List each line in the items below that contains the word "black".

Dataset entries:
───
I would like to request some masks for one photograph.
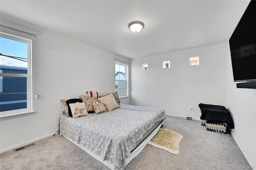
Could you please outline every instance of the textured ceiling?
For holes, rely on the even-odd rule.
[[[134,58],[226,42],[249,2],[1,0],[0,14]]]

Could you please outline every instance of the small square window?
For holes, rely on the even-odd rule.
[[[147,70],[148,69],[148,64],[146,63],[142,64],[142,70]]]
[[[170,60],[163,61],[163,68],[170,68]]]
[[[189,57],[189,65],[199,65],[199,56]]]

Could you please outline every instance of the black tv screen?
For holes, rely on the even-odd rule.
[[[249,3],[229,44],[234,81],[256,81],[256,1]]]

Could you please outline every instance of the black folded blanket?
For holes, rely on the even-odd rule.
[[[224,106],[200,103],[201,120],[226,123],[229,128],[234,128],[234,125],[229,112]]]

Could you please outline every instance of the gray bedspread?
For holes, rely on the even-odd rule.
[[[63,136],[108,160],[115,169],[123,169],[136,142],[156,122],[165,118],[160,109],[121,104],[99,114],[72,119],[60,117],[56,135]]]

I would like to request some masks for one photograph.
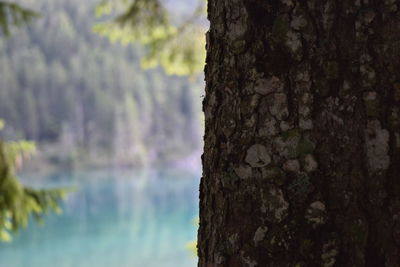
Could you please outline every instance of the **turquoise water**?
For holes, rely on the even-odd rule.
[[[97,171],[26,176],[34,186],[75,185],[61,216],[0,244],[1,267],[191,267],[199,176]]]

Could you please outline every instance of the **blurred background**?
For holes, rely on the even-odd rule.
[[[104,1],[18,4],[40,16],[0,37],[0,138],[34,142],[24,186],[74,190],[3,238],[0,266],[196,266],[203,76],[144,69],[146,46],[96,30]],[[165,6],[178,23],[197,5]]]

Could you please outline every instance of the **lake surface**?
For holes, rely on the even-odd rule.
[[[199,175],[96,171],[24,176],[33,186],[78,186],[63,214],[0,243],[1,267],[194,267]]]

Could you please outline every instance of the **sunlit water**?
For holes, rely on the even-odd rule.
[[[24,177],[77,185],[61,216],[0,244],[1,267],[191,267],[199,177],[179,171],[97,171]]]

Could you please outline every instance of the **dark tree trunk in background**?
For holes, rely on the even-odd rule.
[[[199,266],[400,266],[400,3],[209,0]]]

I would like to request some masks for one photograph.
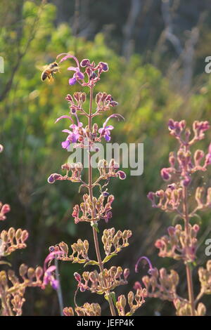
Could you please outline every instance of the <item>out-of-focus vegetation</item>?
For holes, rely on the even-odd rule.
[[[203,49],[203,40],[210,39],[208,27],[205,23],[204,29],[200,30],[194,48],[198,60],[201,59],[203,64],[196,67],[191,88],[184,95],[177,88],[179,77],[170,74],[174,69],[170,57],[164,56],[162,60],[161,56],[155,66],[153,61],[147,61],[147,47],[144,55],[141,51],[123,56],[111,48],[112,41],[108,43],[103,31],[92,39],[75,37],[68,22],[58,22],[57,8],[53,4],[3,0],[0,25],[0,55],[5,60],[5,73],[0,74],[0,142],[4,146],[0,156],[0,197],[4,203],[11,206],[8,218],[13,219],[13,226],[23,226],[30,232],[27,250],[15,256],[16,266],[23,260],[34,267],[41,264],[49,246],[60,241],[70,244],[78,237],[85,239],[88,235],[92,242],[89,227],[87,230],[86,224],[75,225],[71,217],[72,205],[78,200],[77,185],[58,182],[50,185],[46,181],[49,174],[59,171],[69,155],[60,147],[61,130],[67,128],[65,122],[54,124],[54,121],[68,112],[65,95],[79,91],[80,86],[70,88],[68,72],[64,70],[56,75],[53,84],[42,83],[39,67],[54,60],[57,54],[71,51],[79,59],[89,58],[109,63],[110,70],[103,75],[96,93],[111,92],[119,102],[118,112],[125,117],[125,123],[116,124],[113,141],[144,143],[143,174],[130,176],[128,171],[127,180],[121,184],[113,180],[110,188],[116,199],[108,226],[134,232],[130,247],[120,254],[117,263],[131,269],[130,286],[146,272],[143,270],[140,275],[134,274],[134,264],[140,255],[147,255],[158,268],[174,267],[168,260],[158,257],[154,242],[164,234],[164,227],[175,219],[152,209],[146,194],[160,187],[160,169],[167,164],[168,153],[174,147],[173,139],[168,137],[168,119],[184,119],[189,124],[193,120],[210,119],[211,81],[210,76],[204,72],[203,56],[210,54]],[[117,36],[115,41],[117,44]],[[165,74],[163,68],[168,63],[168,74]],[[180,70],[184,72],[182,68]],[[209,143],[207,140],[202,144],[206,147]],[[207,183],[210,185],[208,177]],[[200,264],[206,261],[204,241],[211,235],[210,216],[207,213],[199,219],[204,233],[198,251]],[[2,225],[7,228],[6,223]],[[101,223],[101,230],[106,227]],[[76,270],[80,272],[82,268],[68,263],[60,265],[65,305],[70,305],[72,301],[76,286],[72,274]],[[196,281],[196,291],[198,286]],[[125,289],[129,291],[129,288]],[[185,284],[180,289],[184,291]],[[56,294],[51,288],[45,291],[34,289],[28,295],[30,303],[25,306],[25,315],[58,315]],[[84,301],[86,298],[84,294]],[[103,303],[101,297],[97,298]],[[78,300],[81,298],[79,295]],[[210,315],[211,303],[206,304]],[[169,304],[155,300],[146,303],[141,314],[153,315],[155,311],[162,315],[173,312]]]

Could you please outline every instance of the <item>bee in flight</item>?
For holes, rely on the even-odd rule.
[[[41,74],[41,80],[44,81],[48,78],[49,81],[52,82],[53,74],[56,72],[59,72],[59,66],[57,62],[53,62],[53,63],[50,63],[44,67],[44,70]]]

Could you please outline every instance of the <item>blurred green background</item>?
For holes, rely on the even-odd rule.
[[[205,58],[211,55],[210,14],[210,1],[200,0],[1,1],[0,55],[5,72],[0,74],[0,142],[4,146],[0,196],[11,206],[1,227],[22,227],[30,232],[27,249],[11,257],[15,268],[23,262],[42,265],[49,246],[61,241],[70,245],[80,237],[93,244],[88,225],[75,225],[71,217],[73,205],[82,197],[77,184],[46,181],[69,155],[60,147],[65,123],[55,125],[54,121],[68,114],[66,94],[80,86],[70,88],[65,71],[53,84],[41,83],[38,67],[60,53],[71,51],[79,60],[109,63],[110,70],[102,75],[95,92],[112,93],[119,102],[115,112],[125,117],[125,123],[115,125],[113,142],[144,143],[143,174],[130,176],[128,171],[124,181],[114,180],[109,189],[115,201],[108,227],[134,233],[130,246],[110,261],[131,270],[129,285],[117,291],[128,292],[146,274],[147,268],[141,267],[139,274],[134,272],[137,258],[144,255],[154,266],[177,270],[179,293],[186,294],[182,264],[159,258],[154,247],[174,216],[153,209],[146,194],[163,186],[160,170],[167,166],[168,154],[177,146],[168,135],[168,119],[185,119],[189,124],[210,119],[211,76],[205,72]],[[210,138],[208,132],[200,147],[207,148]],[[205,176],[207,185],[210,178],[210,173]],[[198,265],[207,258],[204,251],[205,240],[211,237],[210,216],[207,212],[197,220],[202,237]],[[101,223],[100,230],[107,226]],[[60,263],[60,270],[64,305],[69,306],[76,288],[72,274],[82,272],[83,267]],[[197,271],[193,275],[198,292]],[[29,289],[27,298],[25,315],[59,313],[56,293],[50,287]],[[101,296],[79,293],[78,304],[88,299],[98,301],[103,312],[108,312]],[[210,298],[203,301],[211,315]],[[148,299],[138,315],[174,312],[171,303]]]

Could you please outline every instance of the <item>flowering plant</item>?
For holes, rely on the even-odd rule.
[[[73,77],[69,79],[70,86],[79,83],[82,86],[87,87],[89,92],[89,110],[86,110],[84,103],[89,93],[84,92],[75,93],[73,95],[68,94],[66,100],[69,105],[69,114],[58,118],[56,122],[63,119],[70,121],[70,126],[63,132],[68,134],[65,141],[62,143],[62,147],[68,149],[70,145],[74,148],[85,149],[89,155],[88,182],[82,180],[83,165],[81,162],[65,163],[62,165],[62,170],[65,175],[54,173],[49,177],[48,182],[53,183],[56,180],[67,180],[72,183],[80,184],[79,191],[82,188],[86,190],[83,194],[82,202],[73,207],[72,216],[76,224],[85,222],[92,227],[96,250],[96,260],[90,260],[89,256],[89,243],[85,239],[79,239],[76,243],[71,245],[72,252],[69,254],[69,247],[63,242],[51,246],[50,252],[53,253],[56,260],[71,261],[72,263],[84,263],[84,266],[97,267],[98,270],[84,272],[81,275],[77,272],[74,277],[77,282],[78,290],[83,292],[89,291],[91,293],[103,295],[108,302],[112,315],[132,315],[144,302],[146,289],[139,287],[136,293],[132,291],[128,293],[127,299],[124,295],[117,298],[114,292],[115,289],[120,285],[127,284],[127,277],[129,275],[128,268],[122,270],[120,266],[113,266],[110,268],[105,268],[105,265],[112,258],[115,257],[123,248],[129,245],[128,239],[132,236],[130,230],[120,230],[115,232],[114,227],[106,229],[103,231],[101,239],[103,245],[105,257],[103,258],[100,252],[98,233],[99,232],[98,223],[104,219],[108,223],[112,218],[112,204],[115,197],[108,192],[106,187],[111,178],[118,178],[124,180],[126,178],[124,172],[119,169],[120,166],[117,161],[112,159],[109,164],[106,159],[100,159],[98,164],[98,177],[94,180],[93,168],[91,165],[91,152],[97,151],[96,143],[100,143],[102,138],[106,142],[110,140],[111,131],[114,127],[109,125],[108,121],[113,118],[118,120],[123,119],[118,114],[113,114],[108,117],[102,127],[98,128],[96,123],[93,123],[95,117],[101,115],[107,111],[117,105],[110,94],[100,92],[96,95],[95,101],[96,108],[94,111],[94,88],[96,84],[100,80],[103,72],[108,71],[107,63],[100,62],[96,65],[91,62],[89,59],[82,60],[80,63],[73,55],[65,53],[60,54],[57,60],[60,59],[60,65],[68,59],[75,62],[75,66],[68,67],[68,70],[73,71]],[[87,119],[87,124],[84,126],[79,120],[79,116],[83,116]],[[98,187],[98,196],[94,195],[94,188]],[[85,303],[82,306],[78,306],[75,299],[75,311],[72,308],[63,309],[63,314],[67,316],[74,315],[100,315],[101,306],[97,303]]]
[[[205,132],[210,128],[207,121],[196,121],[193,124],[193,133],[186,127],[186,121],[179,122],[170,119],[168,128],[170,134],[179,143],[177,152],[170,152],[170,167],[161,170],[161,176],[165,181],[169,182],[167,188],[149,192],[148,198],[153,207],[160,209],[165,212],[176,213],[182,221],[175,226],[167,228],[167,235],[162,237],[155,242],[162,258],[172,258],[181,260],[186,268],[188,298],[179,296],[177,289],[179,282],[178,273],[171,270],[170,273],[165,268],[158,270],[153,268],[146,257],[138,260],[136,270],[141,260],[146,259],[149,264],[149,276],[144,276],[142,281],[148,290],[149,297],[172,301],[177,315],[204,315],[206,308],[203,303],[199,303],[205,294],[211,293],[211,260],[207,262],[206,268],[198,269],[200,290],[195,297],[192,270],[196,266],[196,251],[198,248],[197,235],[200,230],[194,218],[198,211],[205,211],[211,206],[211,187],[207,191],[204,187],[196,189],[196,206],[192,208],[191,194],[193,191],[193,174],[205,172],[211,164],[211,145],[207,153],[196,150],[193,154],[193,146],[205,137]],[[194,218],[195,217],[195,218]],[[135,286],[139,286],[137,282]]]

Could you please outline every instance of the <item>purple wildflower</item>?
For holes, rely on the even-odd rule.
[[[82,126],[83,124],[79,122],[78,125],[75,125],[75,124],[70,125],[70,128],[72,128],[72,131],[70,131],[69,129],[63,130],[63,132],[68,133],[66,140],[62,142],[62,147],[63,149],[68,149],[70,143],[75,143],[77,141],[79,137],[79,129]]]
[[[111,125],[107,126],[107,123],[108,123],[108,120],[110,118],[113,118],[113,117],[117,118],[118,119],[119,119],[119,118],[124,119],[122,116],[121,116],[120,114],[111,114],[111,116],[109,116],[107,118],[107,119],[106,120],[106,121],[103,124],[103,127],[101,127],[101,128],[98,129],[98,132],[101,134],[101,138],[102,136],[103,136],[103,138],[105,138],[105,140],[107,142],[110,140],[110,131],[112,131],[114,128],[114,127]]]
[[[79,67],[79,63],[78,60],[76,58],[75,56],[73,55],[70,55],[68,53],[63,53],[61,54],[59,54],[57,57],[56,59],[58,58],[61,57],[62,55],[63,56],[61,60],[60,60],[59,63],[61,63],[62,62],[64,62],[65,60],[68,60],[68,58],[73,58],[73,60],[75,60],[77,66],[76,67],[69,67],[68,68],[68,70],[69,71],[75,71],[75,74],[73,74],[72,78],[70,78],[69,79],[69,84],[70,85],[75,85],[75,84],[78,81],[78,80],[83,80],[84,79],[84,75],[82,72],[80,71],[80,67]]]

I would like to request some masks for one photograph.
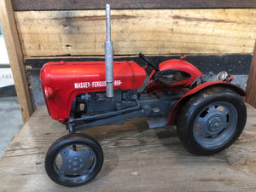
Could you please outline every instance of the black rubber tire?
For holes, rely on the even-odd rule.
[[[75,177],[62,177],[55,171],[55,166],[56,167],[55,161],[61,148],[76,144],[88,146],[93,150],[96,156],[96,165],[85,178],[84,177],[84,178],[78,177],[77,179]],[[100,172],[102,165],[103,152],[101,145],[92,137],[80,133],[69,134],[56,140],[49,148],[44,161],[45,171],[49,178],[67,187],[77,187],[90,182]]]
[[[202,110],[211,103],[224,102],[233,106],[237,120],[232,128],[230,137],[221,144],[206,148],[196,141],[195,124]],[[214,104],[213,104],[214,105]],[[182,106],[177,114],[177,133],[183,147],[196,155],[211,155],[219,153],[234,143],[243,131],[247,120],[247,108],[241,96],[230,89],[223,86],[207,88],[195,95]],[[225,139],[224,139],[225,140]]]

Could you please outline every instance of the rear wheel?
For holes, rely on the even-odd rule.
[[[224,87],[211,87],[193,96],[177,115],[177,136],[190,153],[209,155],[231,145],[247,119],[241,97]]]

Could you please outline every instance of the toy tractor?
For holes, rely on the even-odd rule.
[[[177,125],[181,143],[197,155],[218,153],[239,137],[247,119],[245,92],[231,84],[231,75],[221,72],[218,80],[206,82],[185,56],[157,65],[140,53],[143,67],[113,61],[108,4],[106,20],[105,61],[50,61],[41,70],[49,113],[69,131],[46,154],[46,172],[53,181],[79,186],[99,173],[100,144],[75,133],[90,127],[154,117],[149,127]]]

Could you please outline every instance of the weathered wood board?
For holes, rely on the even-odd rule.
[[[33,112],[26,82],[23,54],[10,1],[0,0],[0,22],[24,123]],[[2,54],[2,53],[1,53]]]
[[[252,54],[256,9],[112,10],[115,55]],[[105,11],[15,12],[24,56],[104,55]]]
[[[145,119],[84,131],[100,142],[105,161],[95,180],[73,189],[45,173],[48,148],[67,131],[43,107],[0,160],[0,191],[255,191],[256,110],[247,106],[247,112],[239,140],[209,157],[187,153],[175,127],[148,130]]]
[[[253,57],[251,63],[249,75],[247,83],[247,96],[245,96],[245,102],[256,108],[256,41],[253,51]]]
[[[113,9],[209,9],[209,8],[256,8],[254,0],[12,0],[14,9],[19,10],[66,10],[99,9],[111,3]]]

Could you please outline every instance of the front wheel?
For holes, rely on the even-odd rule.
[[[45,170],[55,183],[76,187],[94,178],[103,164],[100,144],[84,134],[70,134],[55,142],[45,157]]]
[[[217,154],[230,146],[245,126],[241,97],[224,87],[211,87],[193,96],[177,115],[177,136],[190,153]]]

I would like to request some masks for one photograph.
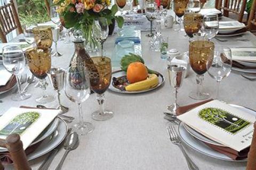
───
--- TASK ANSWER ---
Could you please outline every instance of the black tv screen?
Could you please outline every instance of the black folded blanket?
Could you please outline every instance of the black rubber tire?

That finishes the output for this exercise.